**Written instruction 1:** Print the mailing-list exchange about the ACPI CPU hotplug limit below, reproducing every line of it without changes.

**Quoted text:**
═══
It should not be a problem but I'm not sure I get this comment. Can you explain?

> - Or I suggest to revert my patches for 2.0.
> 
> You probably won't like bumping the ACPI rev in DSDT/SSDT, for various compatibility reasons, so I think I suggest to revert these two patches of mine. It's now clear to me that this VCPU hotplug limit cannot be lifted without much more intrusive (and guest visible) changes. Sorry about missing this fact in my original submission.
> 
> Thanks,
> Laszlo

I have a problem with both approaches :)

If we want to change ACPI rev, I think we should do this
conditionally when max_cpus > 255.
Would be worth it if this fixes some guests.

As for reverting, I think it's a problem that we seem to
allow max_cpus = 256 but then it doesn't really work.



I think the patch I posted might be good enough for 2.0.
It seems to make things work for new guests, and old guests
work as long as you don't specify max_cpus = 255.
The config with a high max_cpus value never really worked so
not a big deal.


Alternatively limit max_cpus to 255, to make it fail cleanly.
Igor Mammedov March 26, 2014, 1:48 p.m. UTC | #3
On Wed, 26 Mar 2014 14:58:28 +0200
"Michael S. Tsirkin" <mst@redhat.com> wrote:

> On Wed, Mar 26, 2014 at 01:28:02PM +0100, Laszlo Ersek wrote:
> > On 03/26/14 11:31, Michael S. Tsirkin wrote:
> > 
> > > On Wed, Mar 26, 2014 at 06:45:10AM -0000, Robert Hu wrote:
> > 
> > >> Date:   Mon Mar 17 17:05:16 2014 +0100
> > >>
> > >>     i386/acpi-build: allow more than 255 elements in CPON
> > >>
> > >>     The build_ssdt() function builds a number of AML objects that are related
> > >>     to CPU hotplug, and whose IDs form a contiguous sequence of APIC IDs.
═══
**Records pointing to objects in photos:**
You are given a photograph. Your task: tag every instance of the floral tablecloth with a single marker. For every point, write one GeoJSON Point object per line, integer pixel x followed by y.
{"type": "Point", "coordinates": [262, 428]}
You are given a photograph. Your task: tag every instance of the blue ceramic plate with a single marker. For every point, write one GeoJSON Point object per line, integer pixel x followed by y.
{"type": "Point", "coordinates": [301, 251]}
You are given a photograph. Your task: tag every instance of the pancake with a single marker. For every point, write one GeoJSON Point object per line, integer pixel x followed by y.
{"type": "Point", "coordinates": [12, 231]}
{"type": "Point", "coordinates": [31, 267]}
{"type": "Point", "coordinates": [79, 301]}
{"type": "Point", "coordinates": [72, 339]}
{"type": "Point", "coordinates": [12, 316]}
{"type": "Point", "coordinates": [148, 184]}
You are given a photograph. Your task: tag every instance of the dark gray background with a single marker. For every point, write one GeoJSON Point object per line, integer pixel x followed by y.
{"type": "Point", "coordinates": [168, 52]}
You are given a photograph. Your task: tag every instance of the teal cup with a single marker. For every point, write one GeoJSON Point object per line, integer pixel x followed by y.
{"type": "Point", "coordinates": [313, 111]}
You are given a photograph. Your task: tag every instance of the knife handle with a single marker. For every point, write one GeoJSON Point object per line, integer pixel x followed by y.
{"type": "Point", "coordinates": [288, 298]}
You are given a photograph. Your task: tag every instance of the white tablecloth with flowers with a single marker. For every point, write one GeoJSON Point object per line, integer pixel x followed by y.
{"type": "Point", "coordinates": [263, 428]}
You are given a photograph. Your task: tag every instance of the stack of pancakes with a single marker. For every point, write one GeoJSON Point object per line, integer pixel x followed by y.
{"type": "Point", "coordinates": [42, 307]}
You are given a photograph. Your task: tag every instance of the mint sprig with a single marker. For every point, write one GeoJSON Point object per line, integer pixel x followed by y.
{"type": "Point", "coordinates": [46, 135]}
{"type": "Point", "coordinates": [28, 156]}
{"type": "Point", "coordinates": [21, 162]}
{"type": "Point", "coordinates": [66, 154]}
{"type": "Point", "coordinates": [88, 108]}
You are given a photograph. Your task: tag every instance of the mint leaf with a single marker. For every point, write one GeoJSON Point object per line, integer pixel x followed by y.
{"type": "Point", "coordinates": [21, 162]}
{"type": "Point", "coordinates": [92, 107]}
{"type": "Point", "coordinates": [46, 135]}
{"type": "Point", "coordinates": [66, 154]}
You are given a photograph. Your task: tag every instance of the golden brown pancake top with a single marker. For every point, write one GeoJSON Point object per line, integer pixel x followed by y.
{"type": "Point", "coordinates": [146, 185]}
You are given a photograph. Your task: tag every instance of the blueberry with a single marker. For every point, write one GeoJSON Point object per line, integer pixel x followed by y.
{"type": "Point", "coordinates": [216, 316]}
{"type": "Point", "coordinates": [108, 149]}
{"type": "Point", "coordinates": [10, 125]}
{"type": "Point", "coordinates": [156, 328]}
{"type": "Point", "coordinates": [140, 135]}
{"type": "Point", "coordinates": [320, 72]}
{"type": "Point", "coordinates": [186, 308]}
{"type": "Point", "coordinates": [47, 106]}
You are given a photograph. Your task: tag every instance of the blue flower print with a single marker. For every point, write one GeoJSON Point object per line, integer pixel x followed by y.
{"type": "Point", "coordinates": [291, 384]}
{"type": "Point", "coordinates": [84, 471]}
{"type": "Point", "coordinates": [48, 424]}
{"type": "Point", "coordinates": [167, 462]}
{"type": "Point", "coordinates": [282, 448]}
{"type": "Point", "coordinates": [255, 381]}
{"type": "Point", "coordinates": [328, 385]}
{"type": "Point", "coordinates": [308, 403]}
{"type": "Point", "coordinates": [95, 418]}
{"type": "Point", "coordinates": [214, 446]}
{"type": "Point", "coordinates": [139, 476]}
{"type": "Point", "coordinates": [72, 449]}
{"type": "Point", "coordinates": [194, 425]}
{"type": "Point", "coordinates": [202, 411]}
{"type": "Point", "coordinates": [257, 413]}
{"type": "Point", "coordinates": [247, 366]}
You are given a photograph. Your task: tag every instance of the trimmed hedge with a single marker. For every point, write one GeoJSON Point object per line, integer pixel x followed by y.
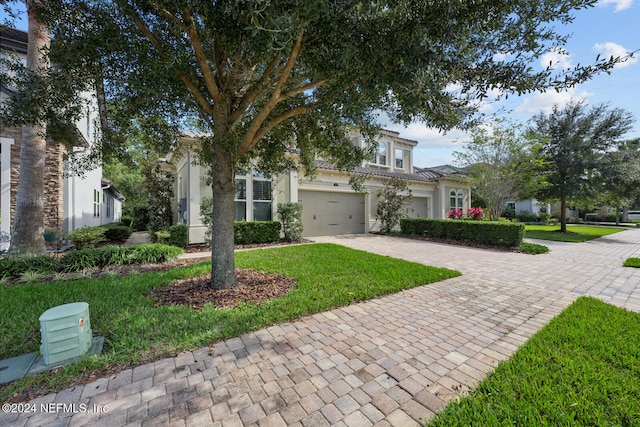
{"type": "Point", "coordinates": [485, 232]}
{"type": "Point", "coordinates": [179, 236]}
{"type": "Point", "coordinates": [248, 232]}
{"type": "Point", "coordinates": [116, 232]}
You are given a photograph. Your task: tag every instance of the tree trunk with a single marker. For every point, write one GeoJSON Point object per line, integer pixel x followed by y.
{"type": "Point", "coordinates": [563, 214]}
{"type": "Point", "coordinates": [223, 273]}
{"type": "Point", "coordinates": [28, 227]}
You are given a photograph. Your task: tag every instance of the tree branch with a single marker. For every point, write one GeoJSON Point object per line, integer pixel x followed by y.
{"type": "Point", "coordinates": [250, 136]}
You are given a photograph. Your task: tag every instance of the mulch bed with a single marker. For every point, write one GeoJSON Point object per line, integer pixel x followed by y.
{"type": "Point", "coordinates": [251, 287]}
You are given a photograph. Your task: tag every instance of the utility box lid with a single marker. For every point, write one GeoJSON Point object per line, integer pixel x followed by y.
{"type": "Point", "coordinates": [66, 310]}
{"type": "Point", "coordinates": [66, 332]}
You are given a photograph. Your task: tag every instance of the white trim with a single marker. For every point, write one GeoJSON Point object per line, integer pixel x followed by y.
{"type": "Point", "coordinates": [5, 187]}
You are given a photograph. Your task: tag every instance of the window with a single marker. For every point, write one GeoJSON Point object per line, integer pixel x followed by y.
{"type": "Point", "coordinates": [96, 203]}
{"type": "Point", "coordinates": [380, 158]}
{"type": "Point", "coordinates": [399, 159]}
{"type": "Point", "coordinates": [241, 199]}
{"type": "Point", "coordinates": [455, 199]}
{"type": "Point", "coordinates": [261, 200]}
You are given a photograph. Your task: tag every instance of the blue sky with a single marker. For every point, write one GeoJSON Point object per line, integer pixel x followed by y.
{"type": "Point", "coordinates": [610, 28]}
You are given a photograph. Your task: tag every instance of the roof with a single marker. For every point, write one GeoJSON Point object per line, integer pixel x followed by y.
{"type": "Point", "coordinates": [13, 39]}
{"type": "Point", "coordinates": [423, 175]}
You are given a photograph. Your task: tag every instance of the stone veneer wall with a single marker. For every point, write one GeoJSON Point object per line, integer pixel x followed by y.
{"type": "Point", "coordinates": [53, 186]}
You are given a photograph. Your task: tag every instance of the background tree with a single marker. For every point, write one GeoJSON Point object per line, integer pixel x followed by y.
{"type": "Point", "coordinates": [619, 176]}
{"type": "Point", "coordinates": [262, 77]}
{"type": "Point", "coordinates": [502, 164]}
{"type": "Point", "coordinates": [573, 139]}
{"type": "Point", "coordinates": [28, 225]}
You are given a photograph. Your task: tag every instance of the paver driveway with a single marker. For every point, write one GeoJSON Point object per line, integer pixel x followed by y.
{"type": "Point", "coordinates": [390, 361]}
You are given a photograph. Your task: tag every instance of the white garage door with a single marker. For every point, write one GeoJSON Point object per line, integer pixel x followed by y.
{"type": "Point", "coordinates": [326, 214]}
{"type": "Point", "coordinates": [419, 208]}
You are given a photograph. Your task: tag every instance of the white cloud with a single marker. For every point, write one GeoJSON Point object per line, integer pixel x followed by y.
{"type": "Point", "coordinates": [608, 49]}
{"type": "Point", "coordinates": [556, 59]}
{"type": "Point", "coordinates": [620, 4]}
{"type": "Point", "coordinates": [544, 102]}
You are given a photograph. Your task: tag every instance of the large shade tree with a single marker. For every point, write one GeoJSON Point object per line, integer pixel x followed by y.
{"type": "Point", "coordinates": [262, 77]}
{"type": "Point", "coordinates": [28, 226]}
{"type": "Point", "coordinates": [574, 139]}
{"type": "Point", "coordinates": [44, 103]}
{"type": "Point", "coordinates": [619, 176]}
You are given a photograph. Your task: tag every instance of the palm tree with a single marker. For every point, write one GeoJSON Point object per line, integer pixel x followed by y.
{"type": "Point", "coordinates": [28, 226]}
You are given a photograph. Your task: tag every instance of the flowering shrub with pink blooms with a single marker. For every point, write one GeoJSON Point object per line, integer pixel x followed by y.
{"type": "Point", "coordinates": [455, 213]}
{"type": "Point", "coordinates": [476, 213]}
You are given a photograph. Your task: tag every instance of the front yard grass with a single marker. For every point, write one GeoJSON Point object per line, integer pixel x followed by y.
{"type": "Point", "coordinates": [575, 233]}
{"type": "Point", "coordinates": [582, 369]}
{"type": "Point", "coordinates": [632, 262]}
{"type": "Point", "coordinates": [136, 332]}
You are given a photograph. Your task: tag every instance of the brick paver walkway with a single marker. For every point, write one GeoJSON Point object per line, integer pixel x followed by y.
{"type": "Point", "coordinates": [392, 361]}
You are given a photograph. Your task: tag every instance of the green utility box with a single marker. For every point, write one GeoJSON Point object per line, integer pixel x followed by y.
{"type": "Point", "coordinates": [66, 332]}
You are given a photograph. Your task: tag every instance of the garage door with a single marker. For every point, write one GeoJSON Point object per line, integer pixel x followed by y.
{"type": "Point", "coordinates": [326, 214]}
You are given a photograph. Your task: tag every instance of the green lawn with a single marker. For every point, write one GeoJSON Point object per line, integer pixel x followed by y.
{"type": "Point", "coordinates": [137, 332]}
{"type": "Point", "coordinates": [575, 233]}
{"type": "Point", "coordinates": [582, 369]}
{"type": "Point", "coordinates": [632, 262]}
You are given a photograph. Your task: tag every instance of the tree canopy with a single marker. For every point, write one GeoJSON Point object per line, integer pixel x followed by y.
{"type": "Point", "coordinates": [575, 141]}
{"type": "Point", "coordinates": [262, 77]}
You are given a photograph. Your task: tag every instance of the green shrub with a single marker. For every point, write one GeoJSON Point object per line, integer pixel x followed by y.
{"type": "Point", "coordinates": [78, 260]}
{"type": "Point", "coordinates": [248, 232]}
{"type": "Point", "coordinates": [113, 255]}
{"type": "Point", "coordinates": [87, 237]}
{"type": "Point", "coordinates": [16, 267]}
{"type": "Point", "coordinates": [141, 217]}
{"type": "Point", "coordinates": [485, 232]}
{"type": "Point", "coordinates": [127, 221]}
{"type": "Point", "coordinates": [179, 236]}
{"type": "Point", "coordinates": [526, 216]}
{"type": "Point", "coordinates": [394, 202]}
{"type": "Point", "coordinates": [632, 262]}
{"type": "Point", "coordinates": [533, 248]}
{"type": "Point", "coordinates": [290, 215]}
{"type": "Point", "coordinates": [116, 232]}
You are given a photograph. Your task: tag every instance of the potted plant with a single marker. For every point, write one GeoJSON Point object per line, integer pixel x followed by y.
{"type": "Point", "coordinates": [51, 235]}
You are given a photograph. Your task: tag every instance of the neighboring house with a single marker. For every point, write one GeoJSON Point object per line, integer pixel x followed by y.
{"type": "Point", "coordinates": [71, 201]}
{"type": "Point", "coordinates": [330, 205]}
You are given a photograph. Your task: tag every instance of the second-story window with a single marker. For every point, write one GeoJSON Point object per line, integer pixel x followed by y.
{"type": "Point", "coordinates": [241, 198]}
{"type": "Point", "coordinates": [380, 158]}
{"type": "Point", "coordinates": [261, 197]}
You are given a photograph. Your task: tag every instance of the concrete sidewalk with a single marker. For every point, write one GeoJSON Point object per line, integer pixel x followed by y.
{"type": "Point", "coordinates": [392, 361]}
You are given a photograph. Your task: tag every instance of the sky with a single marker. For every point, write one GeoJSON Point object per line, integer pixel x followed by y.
{"type": "Point", "coordinates": [609, 28]}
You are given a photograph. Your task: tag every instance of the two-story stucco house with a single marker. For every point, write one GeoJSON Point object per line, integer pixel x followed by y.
{"type": "Point", "coordinates": [71, 201]}
{"type": "Point", "coordinates": [330, 204]}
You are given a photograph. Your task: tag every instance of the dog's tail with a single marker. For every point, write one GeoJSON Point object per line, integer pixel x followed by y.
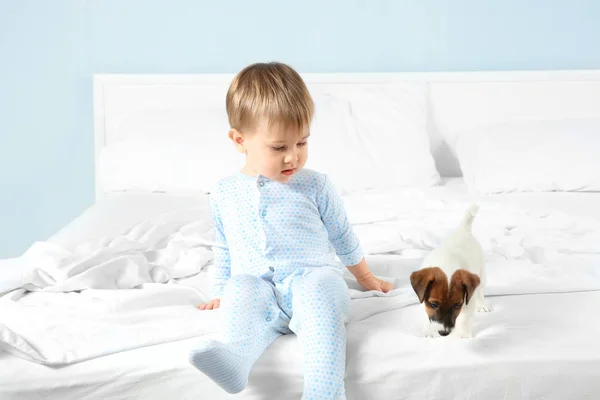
{"type": "Point", "coordinates": [467, 222]}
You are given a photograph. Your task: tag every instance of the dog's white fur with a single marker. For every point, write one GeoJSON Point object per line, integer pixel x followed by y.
{"type": "Point", "coordinates": [460, 250]}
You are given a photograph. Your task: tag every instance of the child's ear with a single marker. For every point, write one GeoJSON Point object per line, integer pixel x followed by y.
{"type": "Point", "coordinates": [238, 140]}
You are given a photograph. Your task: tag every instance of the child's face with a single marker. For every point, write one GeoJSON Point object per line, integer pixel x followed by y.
{"type": "Point", "coordinates": [273, 152]}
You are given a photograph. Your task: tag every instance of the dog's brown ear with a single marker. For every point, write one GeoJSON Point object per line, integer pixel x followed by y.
{"type": "Point", "coordinates": [421, 282]}
{"type": "Point", "coordinates": [465, 281]}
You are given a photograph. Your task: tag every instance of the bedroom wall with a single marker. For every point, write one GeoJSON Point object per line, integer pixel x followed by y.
{"type": "Point", "coordinates": [50, 49]}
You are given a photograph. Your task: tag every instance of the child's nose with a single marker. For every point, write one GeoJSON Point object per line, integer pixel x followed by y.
{"type": "Point", "coordinates": [290, 157]}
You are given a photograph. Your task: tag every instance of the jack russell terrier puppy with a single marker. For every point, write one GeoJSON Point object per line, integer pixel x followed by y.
{"type": "Point", "coordinates": [450, 282]}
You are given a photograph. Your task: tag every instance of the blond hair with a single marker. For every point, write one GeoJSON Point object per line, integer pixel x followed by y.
{"type": "Point", "coordinates": [271, 91]}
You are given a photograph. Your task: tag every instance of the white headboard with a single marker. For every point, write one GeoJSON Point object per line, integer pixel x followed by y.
{"type": "Point", "coordinates": [458, 100]}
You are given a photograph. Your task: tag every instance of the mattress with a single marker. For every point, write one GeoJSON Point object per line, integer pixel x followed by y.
{"type": "Point", "coordinates": [537, 343]}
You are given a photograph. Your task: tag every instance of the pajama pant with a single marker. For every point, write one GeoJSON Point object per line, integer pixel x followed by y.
{"type": "Point", "coordinates": [312, 303]}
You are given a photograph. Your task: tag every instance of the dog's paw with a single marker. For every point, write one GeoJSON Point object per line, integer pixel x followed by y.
{"type": "Point", "coordinates": [463, 333]}
{"type": "Point", "coordinates": [484, 307]}
{"type": "Point", "coordinates": [428, 331]}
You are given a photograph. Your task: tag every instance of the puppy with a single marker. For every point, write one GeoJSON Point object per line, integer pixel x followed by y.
{"type": "Point", "coordinates": [450, 282]}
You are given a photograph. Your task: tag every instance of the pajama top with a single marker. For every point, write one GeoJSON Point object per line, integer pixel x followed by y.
{"type": "Point", "coordinates": [264, 227]}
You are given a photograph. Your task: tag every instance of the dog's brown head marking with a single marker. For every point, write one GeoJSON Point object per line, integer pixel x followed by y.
{"type": "Point", "coordinates": [443, 301]}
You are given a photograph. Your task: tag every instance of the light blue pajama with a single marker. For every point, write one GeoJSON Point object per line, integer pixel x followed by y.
{"type": "Point", "coordinates": [277, 273]}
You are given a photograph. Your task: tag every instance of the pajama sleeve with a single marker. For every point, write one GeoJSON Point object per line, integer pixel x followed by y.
{"type": "Point", "coordinates": [221, 258]}
{"type": "Point", "coordinates": [342, 237]}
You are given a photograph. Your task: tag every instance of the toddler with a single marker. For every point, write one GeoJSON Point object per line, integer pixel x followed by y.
{"type": "Point", "coordinates": [279, 228]}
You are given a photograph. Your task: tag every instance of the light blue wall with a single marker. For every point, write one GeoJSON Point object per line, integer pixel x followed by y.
{"type": "Point", "coordinates": [50, 49]}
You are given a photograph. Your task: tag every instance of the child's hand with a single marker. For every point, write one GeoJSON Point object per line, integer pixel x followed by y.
{"type": "Point", "coordinates": [211, 305]}
{"type": "Point", "coordinates": [371, 282]}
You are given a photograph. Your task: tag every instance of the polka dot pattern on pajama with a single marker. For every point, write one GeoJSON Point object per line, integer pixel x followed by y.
{"type": "Point", "coordinates": [277, 273]}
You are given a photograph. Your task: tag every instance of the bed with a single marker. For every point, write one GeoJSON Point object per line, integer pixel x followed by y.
{"type": "Point", "coordinates": [103, 323]}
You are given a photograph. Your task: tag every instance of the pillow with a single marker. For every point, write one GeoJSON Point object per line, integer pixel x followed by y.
{"type": "Point", "coordinates": [180, 151]}
{"type": "Point", "coordinates": [372, 136]}
{"type": "Point", "coordinates": [165, 166]}
{"type": "Point", "coordinates": [365, 136]}
{"type": "Point", "coordinates": [531, 156]}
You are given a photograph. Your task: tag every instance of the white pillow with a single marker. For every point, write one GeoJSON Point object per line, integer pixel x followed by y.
{"type": "Point", "coordinates": [366, 137]}
{"type": "Point", "coordinates": [531, 156]}
{"type": "Point", "coordinates": [372, 136]}
{"type": "Point", "coordinates": [165, 166]}
{"type": "Point", "coordinates": [181, 151]}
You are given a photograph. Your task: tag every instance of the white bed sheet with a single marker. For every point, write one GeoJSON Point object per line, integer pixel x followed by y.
{"type": "Point", "coordinates": [531, 346]}
{"type": "Point", "coordinates": [534, 346]}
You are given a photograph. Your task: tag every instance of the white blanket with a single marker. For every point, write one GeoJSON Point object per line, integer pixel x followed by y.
{"type": "Point", "coordinates": [118, 293]}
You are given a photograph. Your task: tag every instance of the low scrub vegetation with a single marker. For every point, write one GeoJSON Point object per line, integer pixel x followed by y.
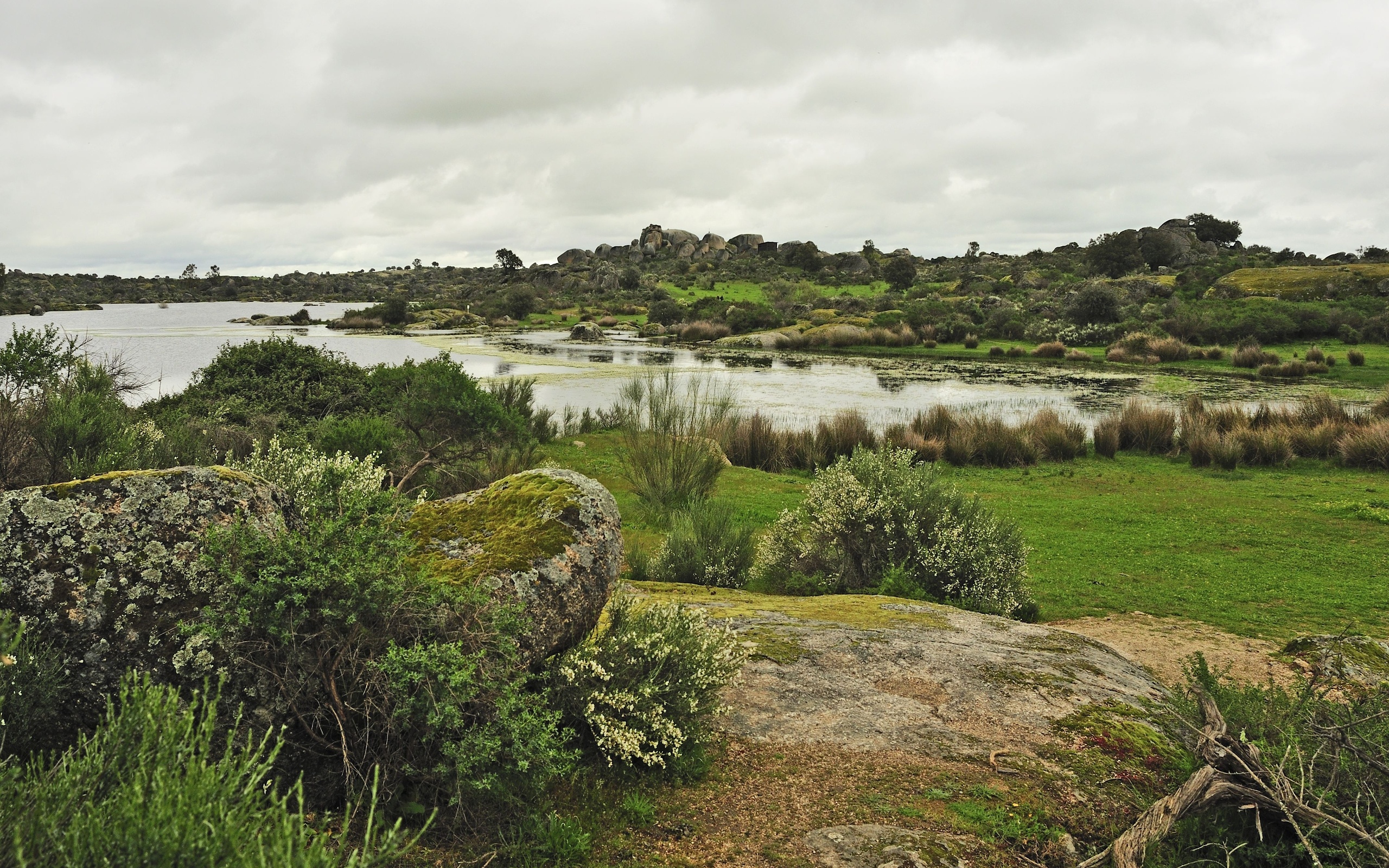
{"type": "Point", "coordinates": [880, 520]}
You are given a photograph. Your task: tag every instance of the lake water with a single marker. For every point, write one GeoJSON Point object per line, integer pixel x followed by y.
{"type": "Point", "coordinates": [167, 345]}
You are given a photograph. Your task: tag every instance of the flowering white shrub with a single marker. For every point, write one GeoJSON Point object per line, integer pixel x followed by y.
{"type": "Point", "coordinates": [318, 484]}
{"type": "Point", "coordinates": [877, 520]}
{"type": "Point", "coordinates": [643, 688]}
{"type": "Point", "coordinates": [1095, 335]}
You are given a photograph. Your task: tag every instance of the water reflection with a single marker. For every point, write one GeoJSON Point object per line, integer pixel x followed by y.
{"type": "Point", "coordinates": [165, 346]}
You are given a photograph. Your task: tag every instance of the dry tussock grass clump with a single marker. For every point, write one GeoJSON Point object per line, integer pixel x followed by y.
{"type": "Point", "coordinates": [1252, 356]}
{"type": "Point", "coordinates": [1148, 428]}
{"type": "Point", "coordinates": [838, 336]}
{"type": "Point", "coordinates": [1107, 437]}
{"type": "Point", "coordinates": [703, 330]}
{"type": "Point", "coordinates": [1366, 446]}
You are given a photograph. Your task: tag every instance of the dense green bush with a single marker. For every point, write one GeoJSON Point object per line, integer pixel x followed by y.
{"type": "Point", "coordinates": [708, 545]}
{"type": "Point", "coordinates": [877, 514]}
{"type": "Point", "coordinates": [643, 690]}
{"type": "Point", "coordinates": [153, 787]}
{"type": "Point", "coordinates": [378, 661]}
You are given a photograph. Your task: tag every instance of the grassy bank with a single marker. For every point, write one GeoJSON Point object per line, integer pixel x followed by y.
═══
**Written instruction 2:** Locate every line in the records above that contains the word "mint", and copy each of those lines. Case counts.

**Correct answer 1:**
It should not be a problem but I'm not sure I get this comment. Can you explain?

> - Or I suggest to revert my patches for 2.0.
> 
> You probably won't like bumping the ACPI rev in DSDT/SSDT, for various compatibility reasons, so I think I suggest to revert these two patches of mine. It's now clear to me that this VCPU hotplug limit cannot be lifted without much more intrusive (and guest visible) changes. Sorry about missing this fact in my original submission.
> 
> Thanks,
> Laszlo

I have a problem with both approaches :)

If we want to change ACPI rev, I think we should do this
conditionally when max_cpus > 255.
Would be worth it if this fixes some guests.

As for reverting, I think it's a problem that we seem to
allow max_cpus = 256 but then it doesn't really work.



I think the patch I posted might be good enough for 2.0.
It seems to make things work for new guests, and old guests
work as long as you don't specify max_cpus = 255.
The config with a high max_cpus value never really worked so
not a big deal.


Alternatively limit max_cpus to 255, to make it fail cleanly.
Igor Mammedov March 26, 2014, 1:48 p.m. UTC | #3
On Wed, 26 Mar 2014 14:58:28 +0200
"Michael S. Tsirkin" <mst@redhat.com> wrote:

> On Wed, Mar 26, 2014 at 01:28:02PM +0100, Laszlo Ersek wrote:
> > On 03/26/14 11:31, Michael S. Tsirkin wrote:
> > 
> > > On Wed, Mar 26, 2014 at 06:45:10AM -0000, Robert Hu wrote:
> > 
> > >> Date:   Mon Mar 17 17:05:16 2014 +0100
> > >>
> > >>     i386/acpi-build: allow more than 255 elements in CPON
> > >>
> > >>     The build_ssdt() function builds a number of AML objects that are related
> > >>     to CPU hotplug, and whose IDs form a contiguous sequence of APIC IDs.

**Correct answer 2:**
You are given a photograph. Your task: tag every instance of the mint sprig with a single marker. For every point, write one GeoJSON Point object per line, integer pixel x followed by y.
You are given a photograph. Your task: tag every instance of the mint leaf with a single marker. For every point, write one GeoJSON Point object per line, integer pixel x followed by y.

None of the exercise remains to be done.